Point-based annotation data
=-=-=-=-=

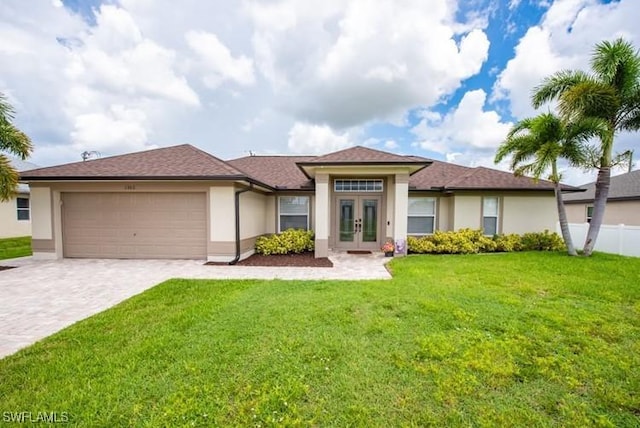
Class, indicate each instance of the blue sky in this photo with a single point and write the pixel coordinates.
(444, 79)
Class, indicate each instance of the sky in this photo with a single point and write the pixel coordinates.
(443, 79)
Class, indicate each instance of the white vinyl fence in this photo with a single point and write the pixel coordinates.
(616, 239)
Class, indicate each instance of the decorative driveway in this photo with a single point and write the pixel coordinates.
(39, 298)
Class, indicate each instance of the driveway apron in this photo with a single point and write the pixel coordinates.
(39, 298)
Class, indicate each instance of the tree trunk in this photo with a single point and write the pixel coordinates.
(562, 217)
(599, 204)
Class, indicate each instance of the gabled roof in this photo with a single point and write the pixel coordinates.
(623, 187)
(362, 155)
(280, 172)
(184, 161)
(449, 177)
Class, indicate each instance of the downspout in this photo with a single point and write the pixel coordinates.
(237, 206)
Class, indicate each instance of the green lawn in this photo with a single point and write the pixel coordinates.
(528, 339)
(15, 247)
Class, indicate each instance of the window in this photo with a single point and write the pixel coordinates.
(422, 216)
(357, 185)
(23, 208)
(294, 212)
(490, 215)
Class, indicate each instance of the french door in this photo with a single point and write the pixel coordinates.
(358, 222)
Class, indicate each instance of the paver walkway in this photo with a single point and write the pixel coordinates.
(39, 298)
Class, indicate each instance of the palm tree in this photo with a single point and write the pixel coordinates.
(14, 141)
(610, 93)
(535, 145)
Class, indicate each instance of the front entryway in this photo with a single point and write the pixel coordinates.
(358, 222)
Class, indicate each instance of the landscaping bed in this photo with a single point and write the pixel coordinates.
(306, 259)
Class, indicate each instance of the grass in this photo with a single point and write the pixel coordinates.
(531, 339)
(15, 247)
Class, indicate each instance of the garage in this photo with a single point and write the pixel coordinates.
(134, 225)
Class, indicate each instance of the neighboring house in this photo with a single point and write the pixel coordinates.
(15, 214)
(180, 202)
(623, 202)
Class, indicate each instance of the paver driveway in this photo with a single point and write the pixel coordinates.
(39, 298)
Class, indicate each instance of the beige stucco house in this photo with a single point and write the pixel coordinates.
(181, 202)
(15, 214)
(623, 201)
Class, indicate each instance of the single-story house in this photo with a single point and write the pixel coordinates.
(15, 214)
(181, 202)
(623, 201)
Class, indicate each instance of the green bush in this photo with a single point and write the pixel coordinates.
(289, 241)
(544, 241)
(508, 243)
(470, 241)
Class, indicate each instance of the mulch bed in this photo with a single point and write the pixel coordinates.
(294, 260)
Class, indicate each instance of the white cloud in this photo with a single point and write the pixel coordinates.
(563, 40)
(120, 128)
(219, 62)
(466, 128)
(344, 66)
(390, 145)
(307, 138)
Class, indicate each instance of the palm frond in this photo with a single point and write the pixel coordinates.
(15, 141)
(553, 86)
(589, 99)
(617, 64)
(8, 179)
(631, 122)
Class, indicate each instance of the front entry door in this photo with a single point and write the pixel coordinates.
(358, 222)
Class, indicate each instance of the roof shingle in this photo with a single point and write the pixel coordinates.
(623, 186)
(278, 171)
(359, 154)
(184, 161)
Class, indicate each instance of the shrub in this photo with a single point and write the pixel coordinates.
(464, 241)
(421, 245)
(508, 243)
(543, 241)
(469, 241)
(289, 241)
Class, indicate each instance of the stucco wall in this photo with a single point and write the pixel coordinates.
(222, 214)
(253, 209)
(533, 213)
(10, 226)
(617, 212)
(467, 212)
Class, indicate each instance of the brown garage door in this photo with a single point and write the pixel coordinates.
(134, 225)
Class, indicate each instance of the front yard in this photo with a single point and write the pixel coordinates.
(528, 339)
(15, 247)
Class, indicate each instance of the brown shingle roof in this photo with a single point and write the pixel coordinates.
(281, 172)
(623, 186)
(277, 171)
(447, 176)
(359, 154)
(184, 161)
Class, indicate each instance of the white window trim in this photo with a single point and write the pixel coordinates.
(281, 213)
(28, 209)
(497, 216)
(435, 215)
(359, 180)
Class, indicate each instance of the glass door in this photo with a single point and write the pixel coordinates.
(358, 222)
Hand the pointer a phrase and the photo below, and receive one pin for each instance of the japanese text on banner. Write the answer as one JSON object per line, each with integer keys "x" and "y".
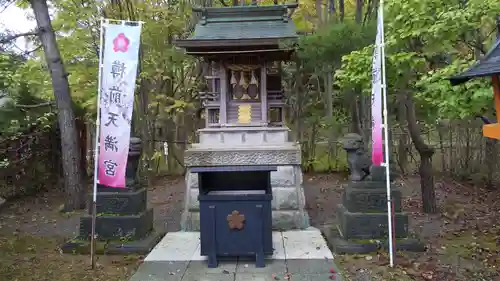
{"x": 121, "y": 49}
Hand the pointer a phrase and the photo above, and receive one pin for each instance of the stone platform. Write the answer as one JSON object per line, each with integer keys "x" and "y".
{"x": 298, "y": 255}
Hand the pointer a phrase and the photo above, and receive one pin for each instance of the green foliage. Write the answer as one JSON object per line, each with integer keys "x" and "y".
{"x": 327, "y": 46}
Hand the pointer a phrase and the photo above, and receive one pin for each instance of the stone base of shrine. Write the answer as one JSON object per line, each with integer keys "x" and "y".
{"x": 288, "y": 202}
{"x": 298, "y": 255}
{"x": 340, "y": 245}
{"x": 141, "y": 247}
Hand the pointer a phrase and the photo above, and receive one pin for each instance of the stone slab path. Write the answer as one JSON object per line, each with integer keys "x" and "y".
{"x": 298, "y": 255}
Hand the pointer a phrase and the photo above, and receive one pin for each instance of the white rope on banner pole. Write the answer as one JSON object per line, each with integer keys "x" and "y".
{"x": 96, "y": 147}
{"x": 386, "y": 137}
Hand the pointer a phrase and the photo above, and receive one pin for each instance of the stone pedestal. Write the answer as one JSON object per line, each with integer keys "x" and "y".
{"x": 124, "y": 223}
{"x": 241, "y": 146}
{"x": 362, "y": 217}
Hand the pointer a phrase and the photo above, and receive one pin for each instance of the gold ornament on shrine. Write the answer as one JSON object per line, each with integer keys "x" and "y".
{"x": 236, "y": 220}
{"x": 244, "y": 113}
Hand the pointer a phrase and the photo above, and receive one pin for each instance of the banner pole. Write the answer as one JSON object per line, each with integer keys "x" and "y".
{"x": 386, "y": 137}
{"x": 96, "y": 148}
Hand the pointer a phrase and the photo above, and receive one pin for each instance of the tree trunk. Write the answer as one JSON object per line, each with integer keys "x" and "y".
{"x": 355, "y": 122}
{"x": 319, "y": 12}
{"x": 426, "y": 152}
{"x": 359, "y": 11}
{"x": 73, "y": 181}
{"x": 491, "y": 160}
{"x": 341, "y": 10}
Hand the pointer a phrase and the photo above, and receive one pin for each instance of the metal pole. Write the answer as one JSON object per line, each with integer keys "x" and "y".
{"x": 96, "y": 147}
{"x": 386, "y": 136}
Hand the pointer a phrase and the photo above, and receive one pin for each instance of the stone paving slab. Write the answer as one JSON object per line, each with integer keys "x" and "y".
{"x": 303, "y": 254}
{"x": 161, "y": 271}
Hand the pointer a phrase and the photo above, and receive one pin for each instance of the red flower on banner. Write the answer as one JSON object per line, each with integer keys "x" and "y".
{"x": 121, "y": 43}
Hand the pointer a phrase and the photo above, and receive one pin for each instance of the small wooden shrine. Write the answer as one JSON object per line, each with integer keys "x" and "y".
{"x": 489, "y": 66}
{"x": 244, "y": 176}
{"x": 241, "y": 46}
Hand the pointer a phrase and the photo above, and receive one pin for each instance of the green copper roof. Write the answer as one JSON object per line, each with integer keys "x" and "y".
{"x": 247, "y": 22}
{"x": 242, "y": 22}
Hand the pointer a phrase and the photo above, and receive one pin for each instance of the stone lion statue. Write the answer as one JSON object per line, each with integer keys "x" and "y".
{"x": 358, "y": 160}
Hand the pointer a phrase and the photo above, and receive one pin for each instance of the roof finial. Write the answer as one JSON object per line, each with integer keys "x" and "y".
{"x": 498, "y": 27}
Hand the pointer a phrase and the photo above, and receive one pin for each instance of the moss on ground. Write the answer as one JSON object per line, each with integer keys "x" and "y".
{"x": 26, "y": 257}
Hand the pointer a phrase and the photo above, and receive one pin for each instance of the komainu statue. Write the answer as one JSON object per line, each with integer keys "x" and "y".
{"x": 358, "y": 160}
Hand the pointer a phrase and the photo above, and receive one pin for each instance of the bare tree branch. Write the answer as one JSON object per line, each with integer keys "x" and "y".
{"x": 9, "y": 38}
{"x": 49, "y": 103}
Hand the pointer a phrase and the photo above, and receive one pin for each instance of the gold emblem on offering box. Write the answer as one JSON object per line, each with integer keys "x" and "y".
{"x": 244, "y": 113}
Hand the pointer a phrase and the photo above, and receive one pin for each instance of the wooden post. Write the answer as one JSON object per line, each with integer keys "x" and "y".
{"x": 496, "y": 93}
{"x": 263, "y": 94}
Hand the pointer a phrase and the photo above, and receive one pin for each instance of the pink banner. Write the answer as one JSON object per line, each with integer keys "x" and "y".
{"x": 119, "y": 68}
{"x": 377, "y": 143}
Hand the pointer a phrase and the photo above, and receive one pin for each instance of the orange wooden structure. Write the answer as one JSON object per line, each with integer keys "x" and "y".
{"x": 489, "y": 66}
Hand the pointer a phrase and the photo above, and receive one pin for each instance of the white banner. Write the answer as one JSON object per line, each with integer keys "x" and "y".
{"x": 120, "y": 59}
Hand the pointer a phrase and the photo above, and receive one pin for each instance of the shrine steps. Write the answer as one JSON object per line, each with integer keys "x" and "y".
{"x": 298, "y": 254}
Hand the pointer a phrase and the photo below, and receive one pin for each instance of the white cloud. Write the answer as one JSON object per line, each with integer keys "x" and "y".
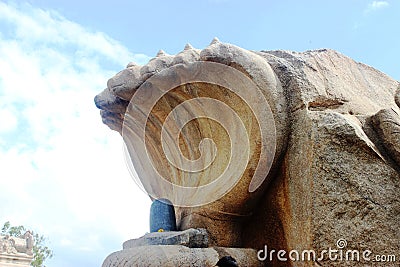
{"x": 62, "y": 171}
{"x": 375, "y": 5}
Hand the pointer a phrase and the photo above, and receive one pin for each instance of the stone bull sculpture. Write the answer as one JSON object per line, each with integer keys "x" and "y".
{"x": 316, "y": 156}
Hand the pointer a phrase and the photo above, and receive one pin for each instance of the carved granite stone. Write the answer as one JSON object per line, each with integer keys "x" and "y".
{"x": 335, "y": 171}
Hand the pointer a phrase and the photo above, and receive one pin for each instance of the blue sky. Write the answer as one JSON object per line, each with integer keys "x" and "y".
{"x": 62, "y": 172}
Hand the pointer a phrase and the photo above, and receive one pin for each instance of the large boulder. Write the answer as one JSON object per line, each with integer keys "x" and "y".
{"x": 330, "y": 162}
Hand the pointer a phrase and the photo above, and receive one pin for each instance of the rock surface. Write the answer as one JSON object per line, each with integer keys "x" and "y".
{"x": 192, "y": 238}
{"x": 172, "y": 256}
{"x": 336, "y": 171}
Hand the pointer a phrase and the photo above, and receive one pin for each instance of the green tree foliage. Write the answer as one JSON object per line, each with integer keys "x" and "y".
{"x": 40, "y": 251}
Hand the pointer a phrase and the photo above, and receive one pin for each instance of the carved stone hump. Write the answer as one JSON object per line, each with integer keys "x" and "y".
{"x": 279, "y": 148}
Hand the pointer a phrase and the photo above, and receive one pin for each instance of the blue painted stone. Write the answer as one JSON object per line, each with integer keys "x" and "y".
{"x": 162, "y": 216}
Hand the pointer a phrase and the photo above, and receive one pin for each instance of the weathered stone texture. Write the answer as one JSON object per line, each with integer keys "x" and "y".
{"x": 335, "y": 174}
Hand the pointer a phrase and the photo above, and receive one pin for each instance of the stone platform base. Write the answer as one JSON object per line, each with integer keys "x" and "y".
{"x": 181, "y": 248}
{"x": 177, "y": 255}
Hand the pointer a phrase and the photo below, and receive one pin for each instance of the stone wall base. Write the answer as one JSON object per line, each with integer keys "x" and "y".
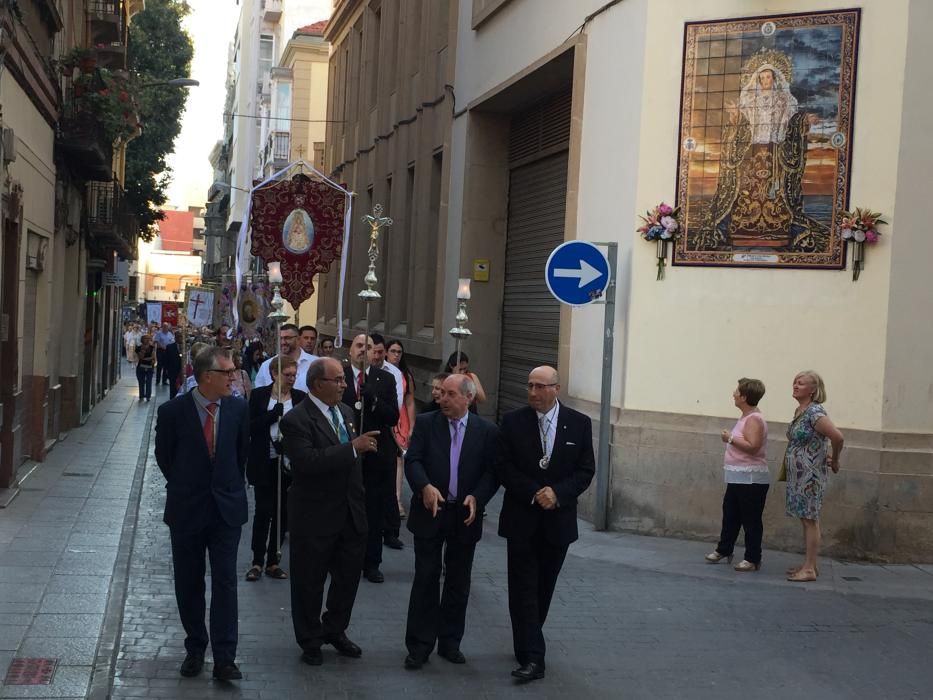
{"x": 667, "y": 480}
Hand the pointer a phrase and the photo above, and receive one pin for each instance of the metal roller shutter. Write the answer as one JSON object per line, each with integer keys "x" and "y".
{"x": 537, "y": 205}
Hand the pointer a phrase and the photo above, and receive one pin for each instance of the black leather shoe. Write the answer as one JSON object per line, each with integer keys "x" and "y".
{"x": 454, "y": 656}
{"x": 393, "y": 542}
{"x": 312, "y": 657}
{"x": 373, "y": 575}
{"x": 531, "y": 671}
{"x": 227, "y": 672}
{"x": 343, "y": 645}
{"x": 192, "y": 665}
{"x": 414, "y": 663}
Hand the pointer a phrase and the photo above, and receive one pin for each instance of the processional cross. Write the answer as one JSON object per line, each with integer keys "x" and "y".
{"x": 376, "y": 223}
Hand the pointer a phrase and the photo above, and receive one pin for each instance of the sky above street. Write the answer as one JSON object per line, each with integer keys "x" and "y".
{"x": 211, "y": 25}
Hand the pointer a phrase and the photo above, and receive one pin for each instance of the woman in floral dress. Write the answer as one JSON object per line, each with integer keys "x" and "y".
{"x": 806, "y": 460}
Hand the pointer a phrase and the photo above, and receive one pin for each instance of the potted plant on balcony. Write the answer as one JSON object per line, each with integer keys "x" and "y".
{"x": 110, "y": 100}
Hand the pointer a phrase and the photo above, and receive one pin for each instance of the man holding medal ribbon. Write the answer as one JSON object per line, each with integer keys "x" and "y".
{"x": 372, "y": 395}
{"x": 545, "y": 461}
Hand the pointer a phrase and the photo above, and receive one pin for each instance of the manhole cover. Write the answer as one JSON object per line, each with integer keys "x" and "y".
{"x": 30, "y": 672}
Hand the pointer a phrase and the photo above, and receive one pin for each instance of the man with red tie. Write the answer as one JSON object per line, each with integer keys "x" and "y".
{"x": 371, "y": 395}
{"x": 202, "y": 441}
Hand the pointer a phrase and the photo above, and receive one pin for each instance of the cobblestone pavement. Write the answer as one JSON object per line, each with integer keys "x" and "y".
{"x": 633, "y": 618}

=-=-=-=-=

Copy everything from the line containing "of the cobblestone" down through the end of the data, word for word, including that first line.

Hand the pointer a phrase and the photo above, and receive one pin for each instance of the cobblestone pavement. Write the answer as one JSON object per line, each with integer keys "x" and "y".
{"x": 633, "y": 618}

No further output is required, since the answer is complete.